Prompt — Summarize the passage on aerial convoy escort in three sentences.

Page —
- - - - -

By this means planes were able to report position every half hour and be
quickly and accurately located. Communication was maintained with shore
bases by radio and pigeons, and with
vessels by message buoys, phosphorous
buoys, Very pistols and the blinker
system. . . .
“A section of two planes escorted
each convoy. As the sector was too
long to be covered entirely by two
planes, it was necessary to send out
another section to relieve the first,
when the convoy was approximately
halfway through the area. This necessitated using at least eight planes per
day for convoy work alone. In addition, there was always a section known
as the ‘Alert’ ready to take the air
from daybreak to dark in response to
any ‘allos’ received. When the convoy
was picked up, the planes would first
circle over it. Then while one plane
would remain around the convoy the
other would fly as far as 10 to 15 miles
ahead, zigzagging broadly on both
sides. This plane would return, again
circle the convoy, repeating the same
maneuver again and again. Before
leaving a convoy, the planes circled a
last time in its neighborhood. In this
way the convoy was well protected
from surprise.”

- - - - -

Data listing —
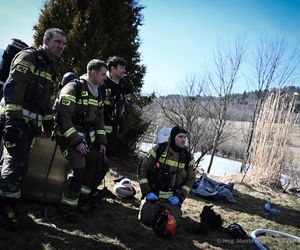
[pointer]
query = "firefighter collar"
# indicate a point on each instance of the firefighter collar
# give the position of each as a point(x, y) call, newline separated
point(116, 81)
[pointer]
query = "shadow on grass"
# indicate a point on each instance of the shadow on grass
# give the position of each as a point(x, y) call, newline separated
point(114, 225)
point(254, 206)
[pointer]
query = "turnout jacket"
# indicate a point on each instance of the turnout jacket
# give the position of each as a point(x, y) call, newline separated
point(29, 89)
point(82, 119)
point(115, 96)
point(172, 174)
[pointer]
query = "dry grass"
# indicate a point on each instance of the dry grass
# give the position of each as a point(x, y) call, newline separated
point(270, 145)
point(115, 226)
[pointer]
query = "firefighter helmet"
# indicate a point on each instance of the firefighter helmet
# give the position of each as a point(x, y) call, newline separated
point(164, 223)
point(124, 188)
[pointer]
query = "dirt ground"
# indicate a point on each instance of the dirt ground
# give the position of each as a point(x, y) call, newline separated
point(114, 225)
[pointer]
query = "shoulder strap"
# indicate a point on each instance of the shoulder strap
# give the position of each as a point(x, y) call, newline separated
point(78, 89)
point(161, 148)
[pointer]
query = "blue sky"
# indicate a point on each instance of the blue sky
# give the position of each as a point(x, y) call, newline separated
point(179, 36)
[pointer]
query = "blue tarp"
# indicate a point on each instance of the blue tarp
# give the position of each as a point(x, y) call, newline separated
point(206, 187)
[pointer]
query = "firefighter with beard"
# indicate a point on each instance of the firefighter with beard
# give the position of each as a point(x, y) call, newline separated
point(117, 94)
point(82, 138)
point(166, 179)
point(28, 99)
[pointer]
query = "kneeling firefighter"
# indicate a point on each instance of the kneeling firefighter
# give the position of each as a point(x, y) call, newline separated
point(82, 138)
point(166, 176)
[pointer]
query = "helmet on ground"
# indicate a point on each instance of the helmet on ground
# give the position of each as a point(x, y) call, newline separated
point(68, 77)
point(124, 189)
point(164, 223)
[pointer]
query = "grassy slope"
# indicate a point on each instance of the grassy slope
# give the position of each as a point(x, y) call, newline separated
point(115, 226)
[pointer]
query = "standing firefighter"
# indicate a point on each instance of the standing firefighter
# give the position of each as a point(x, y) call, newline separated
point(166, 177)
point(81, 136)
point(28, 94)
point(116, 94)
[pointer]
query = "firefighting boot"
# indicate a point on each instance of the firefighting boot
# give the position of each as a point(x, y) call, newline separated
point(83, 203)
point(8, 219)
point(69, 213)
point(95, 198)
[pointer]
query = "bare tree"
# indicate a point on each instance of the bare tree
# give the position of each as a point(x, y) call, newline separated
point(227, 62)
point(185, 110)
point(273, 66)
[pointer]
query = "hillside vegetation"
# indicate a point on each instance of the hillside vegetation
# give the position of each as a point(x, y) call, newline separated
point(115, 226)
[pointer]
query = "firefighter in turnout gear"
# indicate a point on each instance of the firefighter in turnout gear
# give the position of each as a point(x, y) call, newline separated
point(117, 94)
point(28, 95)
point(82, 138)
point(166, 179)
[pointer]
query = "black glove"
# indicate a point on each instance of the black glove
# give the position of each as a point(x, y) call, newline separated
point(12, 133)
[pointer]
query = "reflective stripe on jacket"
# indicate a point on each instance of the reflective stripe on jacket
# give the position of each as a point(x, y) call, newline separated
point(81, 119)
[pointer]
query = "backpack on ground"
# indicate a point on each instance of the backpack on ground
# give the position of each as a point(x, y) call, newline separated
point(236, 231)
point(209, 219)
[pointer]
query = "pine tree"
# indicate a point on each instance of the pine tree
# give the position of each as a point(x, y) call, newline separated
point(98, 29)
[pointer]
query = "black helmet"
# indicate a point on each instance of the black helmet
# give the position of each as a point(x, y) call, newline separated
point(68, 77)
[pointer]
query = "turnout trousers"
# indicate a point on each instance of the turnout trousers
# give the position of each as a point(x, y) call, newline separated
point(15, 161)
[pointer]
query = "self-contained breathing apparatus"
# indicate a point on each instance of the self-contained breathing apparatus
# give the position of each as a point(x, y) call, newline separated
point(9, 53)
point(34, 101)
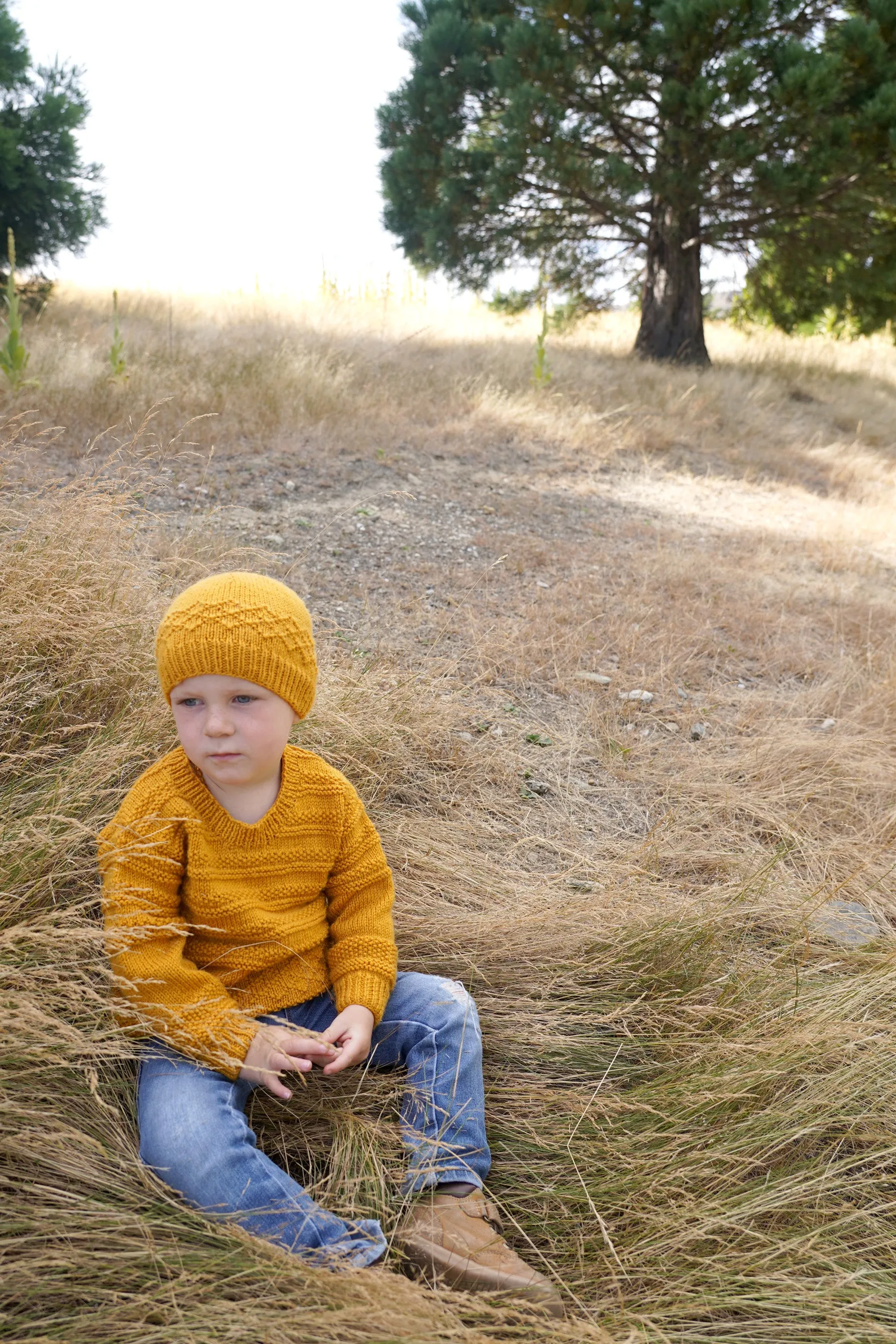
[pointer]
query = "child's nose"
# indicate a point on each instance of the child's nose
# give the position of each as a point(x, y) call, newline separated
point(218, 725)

- - - - -

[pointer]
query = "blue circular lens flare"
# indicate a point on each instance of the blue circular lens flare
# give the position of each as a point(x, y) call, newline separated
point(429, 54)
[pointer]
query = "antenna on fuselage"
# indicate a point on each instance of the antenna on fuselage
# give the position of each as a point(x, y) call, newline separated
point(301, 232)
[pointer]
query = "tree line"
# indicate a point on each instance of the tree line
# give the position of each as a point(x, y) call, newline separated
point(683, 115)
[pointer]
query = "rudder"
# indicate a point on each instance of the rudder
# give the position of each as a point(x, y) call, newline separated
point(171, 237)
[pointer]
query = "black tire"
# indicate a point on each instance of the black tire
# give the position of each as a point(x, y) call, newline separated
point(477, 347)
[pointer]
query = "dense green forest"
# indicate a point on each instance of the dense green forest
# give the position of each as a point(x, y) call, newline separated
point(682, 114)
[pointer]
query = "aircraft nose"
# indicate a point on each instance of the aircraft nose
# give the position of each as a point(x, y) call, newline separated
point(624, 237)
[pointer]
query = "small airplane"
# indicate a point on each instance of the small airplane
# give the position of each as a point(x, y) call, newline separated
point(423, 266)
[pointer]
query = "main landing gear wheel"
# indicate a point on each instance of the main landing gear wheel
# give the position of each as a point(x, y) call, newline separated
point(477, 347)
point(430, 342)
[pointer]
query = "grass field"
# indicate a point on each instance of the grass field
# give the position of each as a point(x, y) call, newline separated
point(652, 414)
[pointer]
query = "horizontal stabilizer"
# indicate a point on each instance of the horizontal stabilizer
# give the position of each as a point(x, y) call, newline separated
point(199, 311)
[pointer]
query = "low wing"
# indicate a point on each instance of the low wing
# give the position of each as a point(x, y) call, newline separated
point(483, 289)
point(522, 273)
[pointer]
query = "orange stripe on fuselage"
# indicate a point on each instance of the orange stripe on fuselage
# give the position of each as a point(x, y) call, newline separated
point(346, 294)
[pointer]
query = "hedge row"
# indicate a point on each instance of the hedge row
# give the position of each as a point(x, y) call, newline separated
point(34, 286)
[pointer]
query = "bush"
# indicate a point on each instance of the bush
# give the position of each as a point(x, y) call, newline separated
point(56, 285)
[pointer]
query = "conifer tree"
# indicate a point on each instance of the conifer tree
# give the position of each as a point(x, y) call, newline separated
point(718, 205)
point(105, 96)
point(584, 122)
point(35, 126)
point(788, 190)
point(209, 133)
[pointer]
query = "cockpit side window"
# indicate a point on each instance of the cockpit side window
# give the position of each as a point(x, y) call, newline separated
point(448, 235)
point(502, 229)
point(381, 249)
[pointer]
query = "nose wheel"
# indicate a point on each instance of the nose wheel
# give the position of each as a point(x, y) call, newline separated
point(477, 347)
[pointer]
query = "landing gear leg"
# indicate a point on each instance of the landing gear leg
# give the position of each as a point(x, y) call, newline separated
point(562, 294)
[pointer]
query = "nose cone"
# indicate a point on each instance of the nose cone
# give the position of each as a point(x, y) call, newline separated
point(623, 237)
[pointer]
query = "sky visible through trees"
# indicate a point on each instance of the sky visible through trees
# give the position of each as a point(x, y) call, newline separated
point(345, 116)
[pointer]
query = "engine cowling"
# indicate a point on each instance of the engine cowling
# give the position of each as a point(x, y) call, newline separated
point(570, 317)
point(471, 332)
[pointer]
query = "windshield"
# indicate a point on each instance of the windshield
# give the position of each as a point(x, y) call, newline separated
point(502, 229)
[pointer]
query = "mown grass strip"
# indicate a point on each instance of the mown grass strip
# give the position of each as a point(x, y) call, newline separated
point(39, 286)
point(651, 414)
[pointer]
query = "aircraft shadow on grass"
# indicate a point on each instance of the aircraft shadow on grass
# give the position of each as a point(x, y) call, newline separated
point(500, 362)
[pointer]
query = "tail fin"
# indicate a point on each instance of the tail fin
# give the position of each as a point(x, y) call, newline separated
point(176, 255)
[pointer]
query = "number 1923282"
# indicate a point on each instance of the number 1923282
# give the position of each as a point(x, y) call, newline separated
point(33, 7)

- - - - -

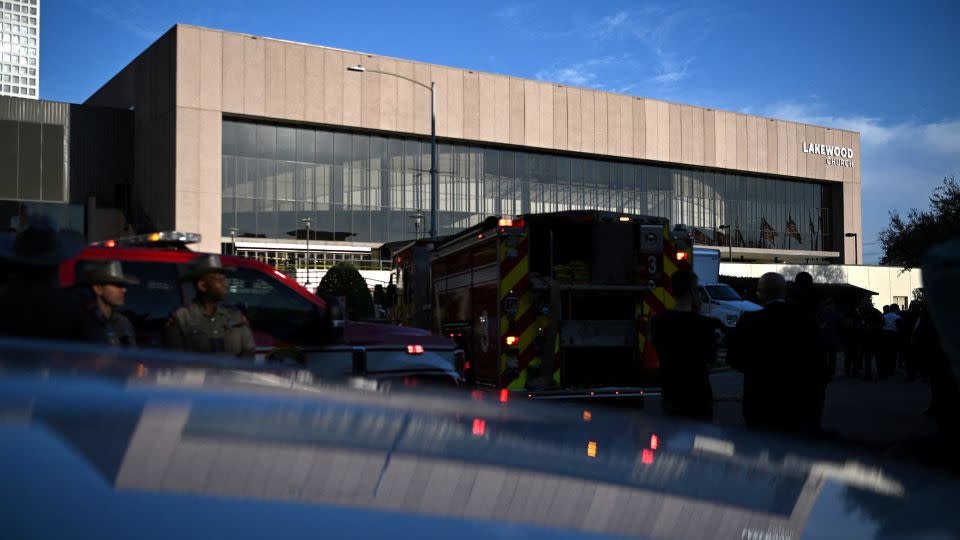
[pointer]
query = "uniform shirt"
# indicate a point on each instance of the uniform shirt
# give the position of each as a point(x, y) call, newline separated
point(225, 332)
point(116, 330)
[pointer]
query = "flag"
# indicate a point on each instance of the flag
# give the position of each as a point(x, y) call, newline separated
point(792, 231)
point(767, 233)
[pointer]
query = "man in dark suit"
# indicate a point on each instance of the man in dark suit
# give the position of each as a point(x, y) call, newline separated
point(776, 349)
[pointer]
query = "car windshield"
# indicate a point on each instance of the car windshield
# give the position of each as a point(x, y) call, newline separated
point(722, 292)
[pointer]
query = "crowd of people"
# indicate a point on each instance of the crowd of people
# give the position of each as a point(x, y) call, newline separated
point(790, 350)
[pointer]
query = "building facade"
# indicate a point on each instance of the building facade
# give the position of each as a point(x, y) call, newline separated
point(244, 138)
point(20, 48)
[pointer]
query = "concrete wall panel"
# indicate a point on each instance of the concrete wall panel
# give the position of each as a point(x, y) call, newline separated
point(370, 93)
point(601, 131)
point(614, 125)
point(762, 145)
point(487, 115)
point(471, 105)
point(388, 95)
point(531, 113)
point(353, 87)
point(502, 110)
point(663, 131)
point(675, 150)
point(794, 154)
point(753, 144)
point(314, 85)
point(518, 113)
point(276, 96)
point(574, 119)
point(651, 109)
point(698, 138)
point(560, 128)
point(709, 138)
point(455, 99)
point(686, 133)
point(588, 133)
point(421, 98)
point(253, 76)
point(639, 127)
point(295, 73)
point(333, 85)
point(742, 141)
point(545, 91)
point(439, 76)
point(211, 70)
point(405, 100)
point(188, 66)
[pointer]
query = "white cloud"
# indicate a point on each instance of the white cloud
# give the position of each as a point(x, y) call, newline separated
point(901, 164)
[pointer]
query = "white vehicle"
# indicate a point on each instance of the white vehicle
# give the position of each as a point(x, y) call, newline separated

- - - - -

Output of the task — Planes reported their position every half hour, kept in touch with shore bases by radio and pigeons, and signaled vessels with message buoys, phosphorous buoys, Very pistols, and the blinker system. Each convoy was escorted by a section of two planes that was relieved by another section about halfway through the area, which took at least eight planes a day, while an "Alert" section stood ready from daybreak to dark to answer any "allos." On reaching a convoy, the planes circled it; then one stayed nearby while the other flew 10 to 15 miles ahead, zigzagging broadly on both sides and returning to circle again, and they circled once more before leaving, which protected the convoy from surprise.